___ PROVIDED ENTRIES

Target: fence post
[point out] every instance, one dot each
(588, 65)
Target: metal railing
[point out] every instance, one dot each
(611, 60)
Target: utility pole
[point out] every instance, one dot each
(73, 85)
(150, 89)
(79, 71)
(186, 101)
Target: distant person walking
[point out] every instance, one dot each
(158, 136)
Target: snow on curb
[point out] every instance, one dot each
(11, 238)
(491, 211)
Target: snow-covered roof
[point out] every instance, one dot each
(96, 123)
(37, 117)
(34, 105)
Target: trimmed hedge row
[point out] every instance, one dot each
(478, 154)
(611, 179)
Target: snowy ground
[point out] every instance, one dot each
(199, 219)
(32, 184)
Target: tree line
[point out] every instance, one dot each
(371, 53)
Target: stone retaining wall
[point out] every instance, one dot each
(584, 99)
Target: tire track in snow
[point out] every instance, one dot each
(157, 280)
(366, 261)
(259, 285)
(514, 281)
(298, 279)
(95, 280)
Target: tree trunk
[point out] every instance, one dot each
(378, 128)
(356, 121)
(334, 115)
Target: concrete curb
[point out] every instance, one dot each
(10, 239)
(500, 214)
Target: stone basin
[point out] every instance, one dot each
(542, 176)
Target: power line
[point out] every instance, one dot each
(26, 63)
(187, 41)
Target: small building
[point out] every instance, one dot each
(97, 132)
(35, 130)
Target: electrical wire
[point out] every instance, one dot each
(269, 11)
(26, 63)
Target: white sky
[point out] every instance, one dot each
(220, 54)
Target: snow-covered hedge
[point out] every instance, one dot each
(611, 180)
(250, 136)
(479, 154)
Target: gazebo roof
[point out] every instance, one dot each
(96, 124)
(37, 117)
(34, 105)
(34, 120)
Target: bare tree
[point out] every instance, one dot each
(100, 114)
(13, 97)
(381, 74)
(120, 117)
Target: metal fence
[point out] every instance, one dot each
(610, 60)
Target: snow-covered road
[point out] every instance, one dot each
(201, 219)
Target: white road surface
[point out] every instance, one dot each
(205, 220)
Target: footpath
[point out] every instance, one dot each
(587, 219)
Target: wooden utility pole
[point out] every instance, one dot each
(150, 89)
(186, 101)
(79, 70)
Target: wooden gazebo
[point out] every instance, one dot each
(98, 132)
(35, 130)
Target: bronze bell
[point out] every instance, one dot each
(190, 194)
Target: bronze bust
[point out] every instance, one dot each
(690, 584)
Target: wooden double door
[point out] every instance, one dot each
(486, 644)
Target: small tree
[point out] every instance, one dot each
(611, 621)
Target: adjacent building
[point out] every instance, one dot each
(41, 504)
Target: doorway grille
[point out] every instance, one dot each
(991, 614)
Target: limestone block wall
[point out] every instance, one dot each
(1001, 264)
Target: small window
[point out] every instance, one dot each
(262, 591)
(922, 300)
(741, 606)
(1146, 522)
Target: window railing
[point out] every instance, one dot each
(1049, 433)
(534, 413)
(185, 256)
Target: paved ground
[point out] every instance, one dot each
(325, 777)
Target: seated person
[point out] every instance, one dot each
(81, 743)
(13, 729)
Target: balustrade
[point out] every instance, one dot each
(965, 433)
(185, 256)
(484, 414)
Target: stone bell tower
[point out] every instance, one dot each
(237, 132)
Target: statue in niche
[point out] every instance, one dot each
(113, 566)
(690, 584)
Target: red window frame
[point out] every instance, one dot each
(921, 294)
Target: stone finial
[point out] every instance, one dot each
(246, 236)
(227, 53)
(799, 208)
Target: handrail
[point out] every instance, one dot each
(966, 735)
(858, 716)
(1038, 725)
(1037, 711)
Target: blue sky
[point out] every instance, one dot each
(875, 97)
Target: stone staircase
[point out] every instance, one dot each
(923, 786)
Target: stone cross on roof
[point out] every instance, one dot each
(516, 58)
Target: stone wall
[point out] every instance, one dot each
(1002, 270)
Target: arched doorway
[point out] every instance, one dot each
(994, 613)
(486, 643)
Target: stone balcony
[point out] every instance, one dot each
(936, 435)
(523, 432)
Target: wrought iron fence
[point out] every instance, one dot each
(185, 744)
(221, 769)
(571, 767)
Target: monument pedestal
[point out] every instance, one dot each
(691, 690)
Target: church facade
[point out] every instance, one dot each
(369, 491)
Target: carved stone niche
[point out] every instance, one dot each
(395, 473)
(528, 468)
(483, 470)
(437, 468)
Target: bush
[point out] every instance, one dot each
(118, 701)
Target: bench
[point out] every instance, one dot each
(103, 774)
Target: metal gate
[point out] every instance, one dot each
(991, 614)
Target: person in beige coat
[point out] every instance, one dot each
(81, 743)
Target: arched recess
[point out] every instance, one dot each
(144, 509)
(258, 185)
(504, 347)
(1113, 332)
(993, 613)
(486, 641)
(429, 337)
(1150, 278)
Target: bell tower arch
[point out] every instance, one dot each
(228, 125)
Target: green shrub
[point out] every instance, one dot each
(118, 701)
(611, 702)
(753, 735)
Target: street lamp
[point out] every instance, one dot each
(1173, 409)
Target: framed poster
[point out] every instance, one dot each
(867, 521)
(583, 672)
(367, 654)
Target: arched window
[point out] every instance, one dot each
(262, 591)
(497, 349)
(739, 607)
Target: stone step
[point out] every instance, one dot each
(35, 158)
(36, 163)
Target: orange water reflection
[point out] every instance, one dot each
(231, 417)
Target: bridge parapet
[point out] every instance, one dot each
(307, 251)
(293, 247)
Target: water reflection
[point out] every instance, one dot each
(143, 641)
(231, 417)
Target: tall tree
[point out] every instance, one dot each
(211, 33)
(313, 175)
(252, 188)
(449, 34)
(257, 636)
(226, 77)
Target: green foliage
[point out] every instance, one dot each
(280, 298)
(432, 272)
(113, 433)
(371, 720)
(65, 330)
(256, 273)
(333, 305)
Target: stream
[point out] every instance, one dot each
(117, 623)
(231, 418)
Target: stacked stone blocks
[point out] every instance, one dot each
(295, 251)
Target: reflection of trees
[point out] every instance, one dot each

______

__WORK ITEM__
Wherever a line of the material has the word "green", add it to a tally; give only the final number.

__SOLVED EXERCISE__
2